No seu último período, Shakespeare centrou-se na tragicomédia, escrevendo três importantes peças: Cimbelino, Conto de Inverno e A Tempestade. Menos sombrias do que as tragédias, estas revelam um tom mais grave de comédia, com suas personagens reconciliando-se ao final e perdoando todos os erros uns dos outros. É uma mudança de estilo para a serenidade. Na minha opinião, A Tempestade, com personagens como Próspero, Miranda e Caliban, é a maior de suas peças. Ou a que mais gosto de ler.
“Nós somos feitos da mesma matéria dos sonhos;
com nossa curta vida cercada por dois sonos”.
Sonetos
Publicado em 1609, Sonetos não tinham fins dramáticos, era apenas poesia. Não há certeza sobre quando cada um dos 154 sonetos da obra foram compostos, mas evidências sugerem que Shakespeare as escreveu durante toda sua carreira para leitores particulares. Também é incerto se foram escritos para pessoas reais. São profundas meditações sobre a natureza do amor, a paixão, a morte e o tempo.

(Dados de apontamento por expressão referencial)
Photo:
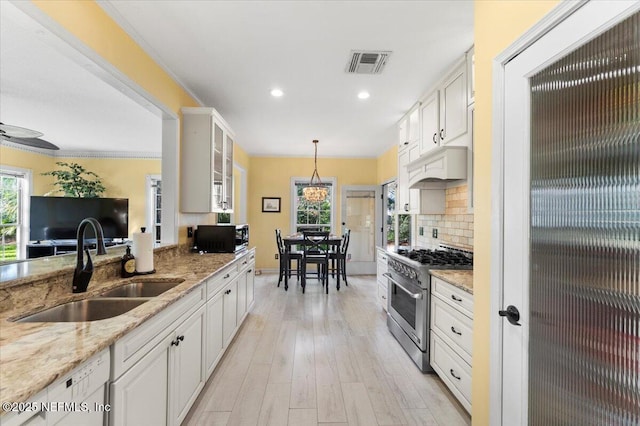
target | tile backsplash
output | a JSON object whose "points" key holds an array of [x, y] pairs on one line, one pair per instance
{"points": [[454, 227]]}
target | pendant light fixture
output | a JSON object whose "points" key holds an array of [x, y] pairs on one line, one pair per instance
{"points": [[316, 192]]}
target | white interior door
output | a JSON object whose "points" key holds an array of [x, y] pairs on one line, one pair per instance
{"points": [[361, 214], [581, 26]]}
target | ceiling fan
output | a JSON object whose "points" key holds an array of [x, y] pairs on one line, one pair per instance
{"points": [[24, 136]]}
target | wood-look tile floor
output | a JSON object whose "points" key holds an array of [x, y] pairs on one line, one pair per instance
{"points": [[317, 359]]}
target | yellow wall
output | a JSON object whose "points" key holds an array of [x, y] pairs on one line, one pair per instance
{"points": [[122, 177], [388, 164], [497, 25], [90, 24], [271, 177], [37, 163]]}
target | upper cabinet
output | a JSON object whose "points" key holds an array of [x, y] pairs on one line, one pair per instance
{"points": [[206, 162], [444, 112], [409, 127]]}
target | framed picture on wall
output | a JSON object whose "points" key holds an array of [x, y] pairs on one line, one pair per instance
{"points": [[271, 204]]}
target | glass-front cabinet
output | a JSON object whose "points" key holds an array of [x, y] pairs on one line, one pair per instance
{"points": [[206, 168]]}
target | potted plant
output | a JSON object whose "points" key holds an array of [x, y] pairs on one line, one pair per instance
{"points": [[76, 181]]}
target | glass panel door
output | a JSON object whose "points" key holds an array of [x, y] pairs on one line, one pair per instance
{"points": [[584, 295], [359, 215]]}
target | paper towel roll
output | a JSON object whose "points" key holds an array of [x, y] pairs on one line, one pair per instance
{"points": [[143, 251]]}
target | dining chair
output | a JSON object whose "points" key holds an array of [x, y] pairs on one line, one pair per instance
{"points": [[316, 251], [286, 257], [339, 257]]}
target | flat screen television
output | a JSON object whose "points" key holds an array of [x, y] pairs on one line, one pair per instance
{"points": [[57, 218]]}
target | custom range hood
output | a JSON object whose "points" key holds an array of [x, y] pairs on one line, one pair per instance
{"points": [[437, 166]]}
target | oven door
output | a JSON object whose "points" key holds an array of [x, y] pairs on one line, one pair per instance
{"points": [[408, 307]]}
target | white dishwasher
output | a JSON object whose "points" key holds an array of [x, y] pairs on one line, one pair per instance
{"points": [[78, 398]]}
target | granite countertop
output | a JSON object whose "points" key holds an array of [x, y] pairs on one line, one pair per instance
{"points": [[34, 355], [463, 279]]}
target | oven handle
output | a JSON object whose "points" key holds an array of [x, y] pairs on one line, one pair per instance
{"points": [[413, 295]]}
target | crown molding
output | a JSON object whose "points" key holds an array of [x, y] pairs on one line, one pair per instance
{"points": [[84, 154]]}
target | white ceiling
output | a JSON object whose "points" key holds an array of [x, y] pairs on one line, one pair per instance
{"points": [[45, 89], [230, 54]]}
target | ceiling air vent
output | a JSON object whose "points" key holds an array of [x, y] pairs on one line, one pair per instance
{"points": [[367, 62]]}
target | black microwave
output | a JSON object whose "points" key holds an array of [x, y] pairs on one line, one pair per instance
{"points": [[221, 238]]}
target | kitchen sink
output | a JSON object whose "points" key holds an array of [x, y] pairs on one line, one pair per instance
{"points": [[142, 288], [85, 310]]}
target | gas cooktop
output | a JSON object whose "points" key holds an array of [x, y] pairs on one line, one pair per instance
{"points": [[436, 259]]}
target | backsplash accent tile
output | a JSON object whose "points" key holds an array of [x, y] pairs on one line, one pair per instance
{"points": [[454, 227]]}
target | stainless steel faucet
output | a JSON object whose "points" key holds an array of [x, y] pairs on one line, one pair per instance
{"points": [[82, 274]]}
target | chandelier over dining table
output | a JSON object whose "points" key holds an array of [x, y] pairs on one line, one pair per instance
{"points": [[316, 192]]}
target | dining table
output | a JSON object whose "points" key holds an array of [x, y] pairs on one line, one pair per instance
{"points": [[298, 240]]}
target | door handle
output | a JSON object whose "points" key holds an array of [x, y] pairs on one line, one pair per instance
{"points": [[512, 314]]}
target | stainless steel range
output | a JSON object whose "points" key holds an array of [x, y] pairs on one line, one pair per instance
{"points": [[409, 295]]}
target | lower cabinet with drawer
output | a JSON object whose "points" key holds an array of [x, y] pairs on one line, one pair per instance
{"points": [[159, 368], [451, 338], [168, 370], [380, 279]]}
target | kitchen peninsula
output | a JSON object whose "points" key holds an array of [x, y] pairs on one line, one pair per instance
{"points": [[213, 294]]}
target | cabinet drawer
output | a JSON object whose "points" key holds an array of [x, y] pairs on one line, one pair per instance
{"points": [[453, 327], [453, 295], [246, 262], [221, 279], [453, 371], [132, 347], [382, 296]]}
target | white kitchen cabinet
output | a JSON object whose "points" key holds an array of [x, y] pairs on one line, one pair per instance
{"points": [[381, 279], [429, 113], [167, 378], [452, 338], [230, 309], [187, 376], [160, 364], [165, 362], [250, 275], [409, 127], [214, 340], [242, 298], [408, 200], [246, 281], [140, 396], [444, 112], [206, 155]]}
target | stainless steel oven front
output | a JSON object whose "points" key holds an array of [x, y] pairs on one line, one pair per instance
{"points": [[409, 307]]}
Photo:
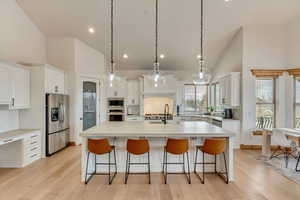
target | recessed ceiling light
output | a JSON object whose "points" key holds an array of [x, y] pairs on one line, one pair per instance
{"points": [[91, 30]]}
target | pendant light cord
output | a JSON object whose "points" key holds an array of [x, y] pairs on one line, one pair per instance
{"points": [[112, 35], [202, 33], [156, 30]]}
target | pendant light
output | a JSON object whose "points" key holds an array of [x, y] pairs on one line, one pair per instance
{"points": [[203, 76], [156, 71], [111, 75]]}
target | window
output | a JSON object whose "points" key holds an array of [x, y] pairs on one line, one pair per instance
{"points": [[265, 103], [215, 96], [196, 98], [297, 103]]}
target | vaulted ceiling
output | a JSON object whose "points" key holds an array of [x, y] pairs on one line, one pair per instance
{"points": [[179, 26]]}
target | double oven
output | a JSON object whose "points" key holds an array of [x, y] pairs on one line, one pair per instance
{"points": [[116, 109]]}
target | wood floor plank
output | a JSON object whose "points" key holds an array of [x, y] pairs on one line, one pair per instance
{"points": [[58, 178]]}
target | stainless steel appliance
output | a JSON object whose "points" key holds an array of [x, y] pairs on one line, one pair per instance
{"points": [[57, 123], [116, 109]]}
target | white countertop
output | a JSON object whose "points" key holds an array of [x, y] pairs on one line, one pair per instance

> TAREFA PROPOSTA A: Segundo o trecho sobre Shakespeare, quantos sonetos há na obra Sonetos?
> TAREFA PROPOSTA B: Diga se cada afirmação concorda com o trecho sobre Shakespeare, respondendo sim ou não e citando as palavras do trecho que decidem: (i) Sonetos foi publicado em 1609. (ii) Nas tragicomédias, as personagens terminam sem se reconciliar. (iii) Sabe-se com certeza que os sonetos foram escritos para pessoas reais.
> TAREFA PROPOSTA C: Segundo o trecho sobre Shakespeare, por que as peças do último período representam uma mudança de estilo para a serenidade?

> RESPOSTA A: A obra tem 154 sonetos.

> RESPOSTA B:
(i) Sim: "Publicado em 1609, Sonetos não tinham fins dramáticos, era apenas poesia."
(ii) Não: "com suas personagens reconciliando-se ao final e perdoando todos os erros uns dos outros"
(iii) Não: "Também é incerto se foram escritos para pessoas reais."

> RESPOSTA C: Essas peças são menos sombrias do que as tragédias e têm um tom mais grave de comédia. Ao final, as personagens se reconciliam e perdoam todos os erros umas das outras.